### SEZIONE DEL DOCUMENTO:
(Nota: in questo post accenno al disastro che si prospetta sull’insegnamento delle lingue. Pedrita mi segnala quest’articolo dell’Espresso, sull’argomento.)
Incontro pomeridiano per fare il punto sulla situazione degli studenti stranieri in città. Ci sono i referenti interculturali delle varie scuole, i mediatori culturali, i funzionari delle diverse istituzioni. Sala gremita. Un’insegnante chiede di poter dire due parole prima che la riunione vera e propria abbia inizio. E lo fa. Fuori dai denti.
“Voi vi rendete conto, vero, della situazione? Voi che siete i referenti istituzionali: ci spiegate come si fa, adesso, a integrare gli stranieri? In classi di 30, 35 alunni? Come li integriamo, quando? Ma non erano un’emergenza fino all’altro giorno, gli immigrati? Cos’è, adesso sono scomparsi? A scuola sono invisibili? O li vediamo solo noi che siamo qui perché ci crediamo, a quello che facciamo, e mentre da Roma ci insultano e fanno una manovra da 8 miliardi di euro sulla scuola, ce ne veniamo qua a fare qualcosa che non è altro che del gran volontariato? Vi rendete conto o no? Ce lo dite, per favore, se vi rendete conto???”
Applausi, malessere, e l’Istituzione che dà l’unica risposta possibile: “L’Italia lo ha votato, questo governo. E’ stato eletto in libere elezioni, quindi evidentemente il Paese vuole questo, e con questo dobbiamo fare i conti. Il nostro ordine del giorno prevede che facciamo il punto sull’integrazione adesso, non che ci occupiamo di altro. Atteniamoci all’ordine del giorno.”
E così si è parlato di alfabetizzazione, di progetti di formazione, delle ore di mediazione culturale ottenibili dalle varie scuole etc. L’importante era immaginare la realtà limitata a quella sala, senza guardare oltre. Qua, se non ti imponi di fare lo struzzo non lavori più.
Dall’anno prossimo avremo più alunni per classe, e le classi dovranno essere formate senza tenere conto degli indirizzi di studio. Immagina una 4° professionale, per esempio. Tu fai francese e, in classe, avrai tot studenti che seguono un indirizzo e tot che ne seguono un altro. Con programmi e libri di testo diversi. Tu, in un’unica ora, puoi tranquillamente ritrovarti a dovere seguire due programmi diversi, con compiti e interrogazioni diverse, in classi di 35 persone di cui una parte è composta da stranieri e dove hai uno o due ragazzi portatori di handicap; ovviamente, senza insegnante di sostegno. Che, anche se ci fosse, ti toccherebbe un’ora alla settimana, se sei fortunata (sulla questione – gravissima – del sostegno rimando a questo post di The Rat Race). Ecco: ma mi spieghi che diavolo fai, in una situazione così? Oltre a cercare di evitare che si menino tutti quanti, dico. Ma chi integri, ma quando?? Dove?
Mettici anche la mannaia prevista per le scuole per adulti e dimmi tu, davvero, di che diamine di integrazione degli studenti stranieri stiamo parlando. E ti ricordo che non è solo a beneficio degli stranieri, la loro integrazione. E’ a beneficio dei cittadini tutti, ché uno straniero integrato è una risorsa, uno che non lo è sarebbe un problema. O no?

### COMPITO:
Nel post sugli studenti stranieri a scuola, a quanto ammonta la manovra sulla scuola citata dall'insegnante? I record riportati qui non hanno alcun legame con il post.

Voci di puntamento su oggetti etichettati
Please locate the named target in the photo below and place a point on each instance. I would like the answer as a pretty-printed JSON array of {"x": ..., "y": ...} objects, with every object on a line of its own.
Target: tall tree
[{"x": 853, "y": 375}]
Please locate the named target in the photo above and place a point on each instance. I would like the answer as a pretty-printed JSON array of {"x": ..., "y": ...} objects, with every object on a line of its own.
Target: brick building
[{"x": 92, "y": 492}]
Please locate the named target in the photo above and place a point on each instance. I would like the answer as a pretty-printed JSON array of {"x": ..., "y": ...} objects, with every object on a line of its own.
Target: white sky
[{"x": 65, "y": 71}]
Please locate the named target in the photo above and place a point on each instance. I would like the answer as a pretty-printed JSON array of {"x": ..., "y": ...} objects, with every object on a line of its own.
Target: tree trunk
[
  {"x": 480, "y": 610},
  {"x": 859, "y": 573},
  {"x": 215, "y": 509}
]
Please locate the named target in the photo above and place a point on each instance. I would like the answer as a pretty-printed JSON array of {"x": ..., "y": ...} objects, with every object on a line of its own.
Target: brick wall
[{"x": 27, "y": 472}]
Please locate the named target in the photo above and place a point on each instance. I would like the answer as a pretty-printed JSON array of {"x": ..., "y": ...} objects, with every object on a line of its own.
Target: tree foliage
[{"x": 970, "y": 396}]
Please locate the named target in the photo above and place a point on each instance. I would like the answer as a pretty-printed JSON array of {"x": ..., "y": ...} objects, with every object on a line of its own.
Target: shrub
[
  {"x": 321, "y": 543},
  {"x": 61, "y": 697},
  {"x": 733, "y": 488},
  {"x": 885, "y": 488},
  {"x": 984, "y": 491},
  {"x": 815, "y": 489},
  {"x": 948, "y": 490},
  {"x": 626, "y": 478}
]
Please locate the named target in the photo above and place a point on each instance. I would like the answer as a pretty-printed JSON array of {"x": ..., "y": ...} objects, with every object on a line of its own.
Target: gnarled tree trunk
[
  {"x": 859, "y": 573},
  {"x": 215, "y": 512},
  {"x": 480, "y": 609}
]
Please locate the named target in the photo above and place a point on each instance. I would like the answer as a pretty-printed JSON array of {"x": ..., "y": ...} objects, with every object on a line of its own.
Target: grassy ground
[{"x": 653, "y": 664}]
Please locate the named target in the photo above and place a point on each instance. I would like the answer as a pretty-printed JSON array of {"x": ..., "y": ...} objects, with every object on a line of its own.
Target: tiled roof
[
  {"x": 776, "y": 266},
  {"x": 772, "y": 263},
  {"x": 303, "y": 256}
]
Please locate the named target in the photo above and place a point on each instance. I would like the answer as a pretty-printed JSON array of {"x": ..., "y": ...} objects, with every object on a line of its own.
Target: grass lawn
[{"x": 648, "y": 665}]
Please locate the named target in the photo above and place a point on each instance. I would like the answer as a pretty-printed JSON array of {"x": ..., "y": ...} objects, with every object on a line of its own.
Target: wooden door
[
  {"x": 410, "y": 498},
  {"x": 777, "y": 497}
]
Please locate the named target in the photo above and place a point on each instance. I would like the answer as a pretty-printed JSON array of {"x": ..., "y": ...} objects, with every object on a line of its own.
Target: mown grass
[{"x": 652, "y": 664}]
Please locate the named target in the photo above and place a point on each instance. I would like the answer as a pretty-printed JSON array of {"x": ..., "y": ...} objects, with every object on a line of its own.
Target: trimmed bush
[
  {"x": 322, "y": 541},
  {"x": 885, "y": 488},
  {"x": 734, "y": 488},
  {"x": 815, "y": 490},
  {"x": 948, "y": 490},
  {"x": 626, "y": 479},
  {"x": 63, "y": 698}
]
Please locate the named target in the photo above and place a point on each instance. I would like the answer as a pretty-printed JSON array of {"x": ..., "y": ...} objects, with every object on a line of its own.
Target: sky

### ESITO DELL'ESERCIZIO:
8 miliardi di euro.